Data »
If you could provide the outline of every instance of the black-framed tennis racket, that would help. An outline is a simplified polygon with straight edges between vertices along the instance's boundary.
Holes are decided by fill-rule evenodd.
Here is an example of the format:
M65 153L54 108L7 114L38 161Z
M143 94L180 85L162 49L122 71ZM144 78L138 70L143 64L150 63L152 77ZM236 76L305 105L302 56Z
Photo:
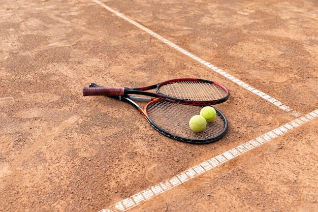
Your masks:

Challenge » Update everything from the start of the records down to the line containing "Here is an example", replacing "black-framed" with "white-framed" and leaving all else unchanged. Give only those lines.

Written response »
If you could provide the outline of every instance of the white-framed tennis racket, that would help. An outline is a simplified polygon with straight edges between vertices along the instance's boundary.
Holes are decided by fill-rule evenodd.
Here is an example of the format:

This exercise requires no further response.